● DIRECTIONS
Can you reproduce the stretch of the records below, from the line containing "of the vertical" through the line containing "x=658, y=156", with both of those lines included and nothing changed?

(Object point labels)
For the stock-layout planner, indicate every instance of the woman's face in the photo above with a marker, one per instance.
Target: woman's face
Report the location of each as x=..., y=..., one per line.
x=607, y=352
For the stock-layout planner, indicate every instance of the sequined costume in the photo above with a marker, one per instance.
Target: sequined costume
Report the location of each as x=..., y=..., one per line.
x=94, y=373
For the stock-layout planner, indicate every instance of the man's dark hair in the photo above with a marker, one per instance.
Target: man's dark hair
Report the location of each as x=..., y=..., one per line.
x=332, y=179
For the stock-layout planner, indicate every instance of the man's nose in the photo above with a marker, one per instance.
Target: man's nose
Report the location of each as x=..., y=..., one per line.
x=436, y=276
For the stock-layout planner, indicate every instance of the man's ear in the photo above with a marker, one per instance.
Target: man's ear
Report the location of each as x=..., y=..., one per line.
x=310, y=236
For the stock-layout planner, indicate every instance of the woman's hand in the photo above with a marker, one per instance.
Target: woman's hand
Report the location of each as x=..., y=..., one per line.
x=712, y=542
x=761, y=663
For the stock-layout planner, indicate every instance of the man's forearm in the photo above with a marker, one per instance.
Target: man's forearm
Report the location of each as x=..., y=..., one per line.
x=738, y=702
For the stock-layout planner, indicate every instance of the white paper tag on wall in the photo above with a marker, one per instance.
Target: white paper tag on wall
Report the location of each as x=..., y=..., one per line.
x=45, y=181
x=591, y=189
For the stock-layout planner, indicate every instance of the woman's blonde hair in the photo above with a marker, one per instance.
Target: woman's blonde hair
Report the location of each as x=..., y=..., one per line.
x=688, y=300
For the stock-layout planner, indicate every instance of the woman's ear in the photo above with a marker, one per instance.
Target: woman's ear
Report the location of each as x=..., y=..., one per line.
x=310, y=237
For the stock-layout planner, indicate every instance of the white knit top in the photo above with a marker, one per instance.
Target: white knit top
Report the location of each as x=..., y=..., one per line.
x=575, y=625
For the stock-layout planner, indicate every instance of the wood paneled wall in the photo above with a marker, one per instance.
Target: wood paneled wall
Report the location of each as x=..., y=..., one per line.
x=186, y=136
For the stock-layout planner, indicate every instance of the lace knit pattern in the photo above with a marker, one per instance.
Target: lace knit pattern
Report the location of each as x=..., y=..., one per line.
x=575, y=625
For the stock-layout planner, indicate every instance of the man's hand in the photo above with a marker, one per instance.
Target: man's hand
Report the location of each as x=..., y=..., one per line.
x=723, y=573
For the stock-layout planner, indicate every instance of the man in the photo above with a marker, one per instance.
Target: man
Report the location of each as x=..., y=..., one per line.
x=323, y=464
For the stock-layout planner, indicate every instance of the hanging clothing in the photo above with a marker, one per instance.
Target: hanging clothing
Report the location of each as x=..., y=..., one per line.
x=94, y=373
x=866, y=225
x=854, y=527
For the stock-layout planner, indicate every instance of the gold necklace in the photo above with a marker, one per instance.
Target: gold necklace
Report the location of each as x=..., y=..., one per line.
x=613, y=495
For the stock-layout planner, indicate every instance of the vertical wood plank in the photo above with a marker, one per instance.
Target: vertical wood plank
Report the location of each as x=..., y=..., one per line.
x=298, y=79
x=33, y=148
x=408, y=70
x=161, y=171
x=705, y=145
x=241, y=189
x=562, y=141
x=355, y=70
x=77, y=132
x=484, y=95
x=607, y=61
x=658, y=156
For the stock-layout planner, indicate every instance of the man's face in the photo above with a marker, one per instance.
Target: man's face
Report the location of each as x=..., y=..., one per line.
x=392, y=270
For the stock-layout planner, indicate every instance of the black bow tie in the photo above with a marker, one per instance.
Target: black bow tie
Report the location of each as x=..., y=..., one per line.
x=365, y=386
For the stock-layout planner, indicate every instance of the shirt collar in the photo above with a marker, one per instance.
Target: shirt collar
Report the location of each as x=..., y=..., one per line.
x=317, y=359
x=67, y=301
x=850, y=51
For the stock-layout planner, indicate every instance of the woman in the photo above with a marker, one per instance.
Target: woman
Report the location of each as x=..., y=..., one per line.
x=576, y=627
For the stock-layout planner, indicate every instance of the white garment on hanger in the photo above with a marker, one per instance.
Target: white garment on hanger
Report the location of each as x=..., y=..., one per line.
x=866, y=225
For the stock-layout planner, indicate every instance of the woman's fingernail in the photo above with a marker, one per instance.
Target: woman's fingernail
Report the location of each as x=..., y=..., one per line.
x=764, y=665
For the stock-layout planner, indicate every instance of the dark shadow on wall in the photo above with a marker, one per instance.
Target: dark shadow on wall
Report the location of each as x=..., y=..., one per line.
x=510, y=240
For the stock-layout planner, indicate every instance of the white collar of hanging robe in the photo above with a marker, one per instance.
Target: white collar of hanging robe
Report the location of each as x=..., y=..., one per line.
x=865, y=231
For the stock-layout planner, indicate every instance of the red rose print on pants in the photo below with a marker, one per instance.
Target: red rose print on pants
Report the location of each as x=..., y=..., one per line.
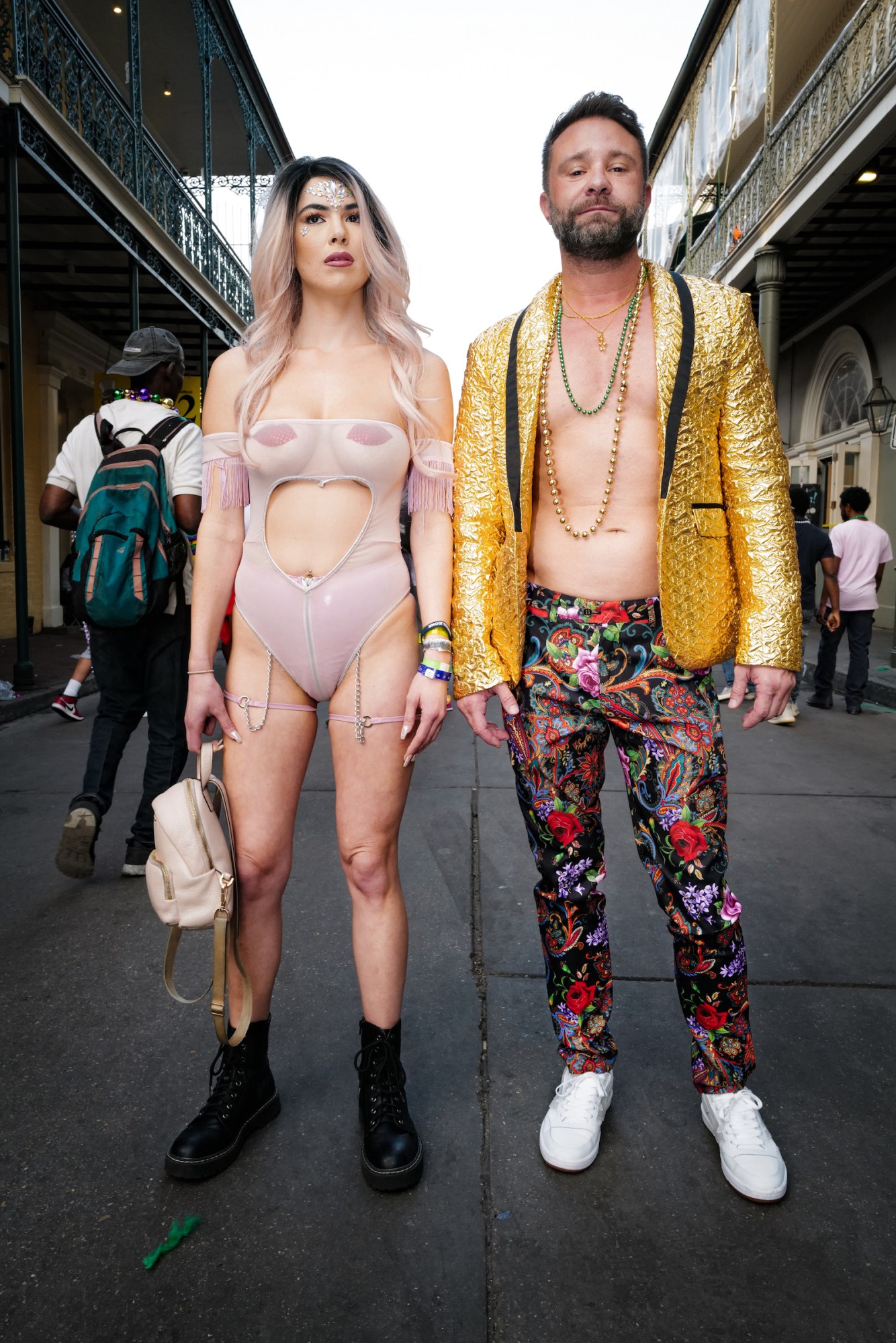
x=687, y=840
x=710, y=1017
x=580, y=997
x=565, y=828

* * *

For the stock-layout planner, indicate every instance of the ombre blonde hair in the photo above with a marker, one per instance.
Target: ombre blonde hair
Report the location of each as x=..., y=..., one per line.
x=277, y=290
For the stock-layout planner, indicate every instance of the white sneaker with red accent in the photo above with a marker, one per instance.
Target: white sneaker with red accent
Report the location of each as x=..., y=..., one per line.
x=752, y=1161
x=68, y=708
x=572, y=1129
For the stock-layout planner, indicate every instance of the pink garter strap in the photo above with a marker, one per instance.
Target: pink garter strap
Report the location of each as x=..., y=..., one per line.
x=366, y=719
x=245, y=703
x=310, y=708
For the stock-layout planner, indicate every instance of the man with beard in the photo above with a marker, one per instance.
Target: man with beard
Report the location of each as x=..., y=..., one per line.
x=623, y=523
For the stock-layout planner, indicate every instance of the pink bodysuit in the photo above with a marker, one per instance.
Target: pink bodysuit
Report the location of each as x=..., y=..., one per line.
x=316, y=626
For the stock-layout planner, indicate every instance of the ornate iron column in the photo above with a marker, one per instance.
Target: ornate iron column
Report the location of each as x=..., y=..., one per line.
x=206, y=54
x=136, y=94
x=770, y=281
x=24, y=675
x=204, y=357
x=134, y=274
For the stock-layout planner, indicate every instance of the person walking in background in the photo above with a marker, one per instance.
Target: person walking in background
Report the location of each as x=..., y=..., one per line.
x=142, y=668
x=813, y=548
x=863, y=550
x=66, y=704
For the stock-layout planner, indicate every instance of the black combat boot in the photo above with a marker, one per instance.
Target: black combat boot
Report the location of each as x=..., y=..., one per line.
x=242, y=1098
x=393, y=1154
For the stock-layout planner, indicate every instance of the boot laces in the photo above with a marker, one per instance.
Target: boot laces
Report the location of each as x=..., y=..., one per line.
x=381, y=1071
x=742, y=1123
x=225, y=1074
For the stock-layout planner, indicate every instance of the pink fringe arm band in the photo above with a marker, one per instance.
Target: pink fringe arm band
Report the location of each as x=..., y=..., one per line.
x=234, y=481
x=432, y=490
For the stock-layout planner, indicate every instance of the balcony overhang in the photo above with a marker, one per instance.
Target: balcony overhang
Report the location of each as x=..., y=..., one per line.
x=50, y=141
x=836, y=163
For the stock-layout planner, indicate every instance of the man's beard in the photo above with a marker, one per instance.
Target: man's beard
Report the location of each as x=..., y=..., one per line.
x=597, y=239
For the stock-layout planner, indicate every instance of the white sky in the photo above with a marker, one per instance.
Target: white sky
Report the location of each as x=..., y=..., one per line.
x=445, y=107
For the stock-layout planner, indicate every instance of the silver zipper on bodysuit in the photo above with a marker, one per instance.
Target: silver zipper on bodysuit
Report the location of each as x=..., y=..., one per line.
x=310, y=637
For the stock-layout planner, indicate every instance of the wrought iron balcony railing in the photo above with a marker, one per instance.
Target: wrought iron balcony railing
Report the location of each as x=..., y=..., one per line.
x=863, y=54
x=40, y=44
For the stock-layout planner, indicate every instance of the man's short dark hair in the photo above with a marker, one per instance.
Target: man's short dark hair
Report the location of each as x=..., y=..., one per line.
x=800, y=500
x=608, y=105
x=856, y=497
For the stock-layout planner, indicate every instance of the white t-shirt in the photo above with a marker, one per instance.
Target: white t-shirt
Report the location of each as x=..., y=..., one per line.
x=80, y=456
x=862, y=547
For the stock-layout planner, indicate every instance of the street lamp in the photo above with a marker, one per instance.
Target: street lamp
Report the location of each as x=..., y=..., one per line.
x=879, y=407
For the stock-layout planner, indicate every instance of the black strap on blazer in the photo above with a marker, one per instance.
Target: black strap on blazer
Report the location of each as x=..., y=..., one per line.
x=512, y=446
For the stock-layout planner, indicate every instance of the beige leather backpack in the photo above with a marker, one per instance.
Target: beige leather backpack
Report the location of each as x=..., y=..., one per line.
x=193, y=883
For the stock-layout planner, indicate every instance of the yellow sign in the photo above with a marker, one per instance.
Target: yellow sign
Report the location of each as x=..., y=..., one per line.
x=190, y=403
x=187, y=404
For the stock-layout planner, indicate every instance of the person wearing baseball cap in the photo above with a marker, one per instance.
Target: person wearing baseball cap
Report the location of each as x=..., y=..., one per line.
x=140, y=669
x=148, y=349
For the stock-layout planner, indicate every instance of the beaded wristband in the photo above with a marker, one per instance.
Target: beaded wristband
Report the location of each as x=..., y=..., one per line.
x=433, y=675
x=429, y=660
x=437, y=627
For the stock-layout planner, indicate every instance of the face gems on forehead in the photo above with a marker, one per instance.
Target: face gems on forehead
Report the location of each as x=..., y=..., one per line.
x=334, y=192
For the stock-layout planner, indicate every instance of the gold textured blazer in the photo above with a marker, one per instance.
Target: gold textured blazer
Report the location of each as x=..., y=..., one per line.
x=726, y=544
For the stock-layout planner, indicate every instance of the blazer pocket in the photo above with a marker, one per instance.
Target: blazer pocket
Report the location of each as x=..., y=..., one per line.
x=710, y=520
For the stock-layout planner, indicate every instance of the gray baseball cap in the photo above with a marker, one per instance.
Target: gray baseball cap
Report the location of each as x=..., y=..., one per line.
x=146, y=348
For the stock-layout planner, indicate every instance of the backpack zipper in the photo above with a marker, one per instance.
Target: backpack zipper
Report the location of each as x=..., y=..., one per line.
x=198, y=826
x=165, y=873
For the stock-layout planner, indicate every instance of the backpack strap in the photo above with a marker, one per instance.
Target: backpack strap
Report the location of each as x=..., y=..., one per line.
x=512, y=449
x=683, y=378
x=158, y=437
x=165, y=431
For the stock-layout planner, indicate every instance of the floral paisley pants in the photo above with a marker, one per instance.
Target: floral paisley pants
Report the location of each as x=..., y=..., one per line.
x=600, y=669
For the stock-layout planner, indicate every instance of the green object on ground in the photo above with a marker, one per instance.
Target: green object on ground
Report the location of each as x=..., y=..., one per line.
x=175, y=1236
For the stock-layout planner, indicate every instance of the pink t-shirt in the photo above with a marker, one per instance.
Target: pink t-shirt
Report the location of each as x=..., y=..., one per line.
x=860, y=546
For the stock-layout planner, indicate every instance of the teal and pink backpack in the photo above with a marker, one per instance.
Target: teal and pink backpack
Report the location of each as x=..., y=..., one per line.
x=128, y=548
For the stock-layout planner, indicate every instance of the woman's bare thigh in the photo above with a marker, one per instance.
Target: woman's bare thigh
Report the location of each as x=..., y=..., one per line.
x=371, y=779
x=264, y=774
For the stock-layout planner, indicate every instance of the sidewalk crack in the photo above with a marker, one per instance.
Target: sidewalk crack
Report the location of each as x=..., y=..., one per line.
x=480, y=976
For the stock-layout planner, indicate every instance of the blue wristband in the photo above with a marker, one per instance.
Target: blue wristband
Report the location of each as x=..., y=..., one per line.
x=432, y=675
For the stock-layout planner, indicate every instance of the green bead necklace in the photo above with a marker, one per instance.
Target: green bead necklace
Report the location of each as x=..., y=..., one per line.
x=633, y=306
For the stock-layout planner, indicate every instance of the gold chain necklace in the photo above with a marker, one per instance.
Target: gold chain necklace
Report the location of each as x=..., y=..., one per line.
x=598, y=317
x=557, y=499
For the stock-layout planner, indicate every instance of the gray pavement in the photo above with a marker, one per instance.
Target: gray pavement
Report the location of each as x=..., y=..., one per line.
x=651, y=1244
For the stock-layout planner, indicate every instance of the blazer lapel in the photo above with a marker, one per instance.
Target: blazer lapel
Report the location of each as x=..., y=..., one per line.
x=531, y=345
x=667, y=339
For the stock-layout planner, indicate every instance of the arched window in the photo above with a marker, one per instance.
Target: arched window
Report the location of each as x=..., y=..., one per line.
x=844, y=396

● TASK SOLUTION
For the stock-layout planner, indicate every instance of the vertical wood plank in the photo above with a marker, one per instance.
Target: vertical wood plank
Report the location of each as x=..., y=..., one per line.
x=298, y=79
x=33, y=148
x=408, y=70
x=161, y=171
x=705, y=145
x=241, y=189
x=562, y=141
x=355, y=70
x=77, y=132
x=484, y=95
x=607, y=61
x=658, y=156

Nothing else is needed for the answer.